*Exercise requirements*:
Tally the lines in the items below that contain the string "with" (case-sensitive). How many are there? Give only the number.

*Supplied data*:
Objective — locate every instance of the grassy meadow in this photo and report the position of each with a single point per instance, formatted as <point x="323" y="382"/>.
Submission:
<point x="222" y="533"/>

* * *

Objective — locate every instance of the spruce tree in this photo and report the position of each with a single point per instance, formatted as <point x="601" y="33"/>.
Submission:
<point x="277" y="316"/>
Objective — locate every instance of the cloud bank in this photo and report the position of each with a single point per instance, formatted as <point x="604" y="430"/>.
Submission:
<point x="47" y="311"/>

==

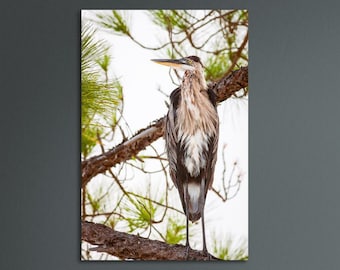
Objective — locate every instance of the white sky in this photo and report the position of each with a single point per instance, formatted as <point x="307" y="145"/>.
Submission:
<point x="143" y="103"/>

*Task response*:
4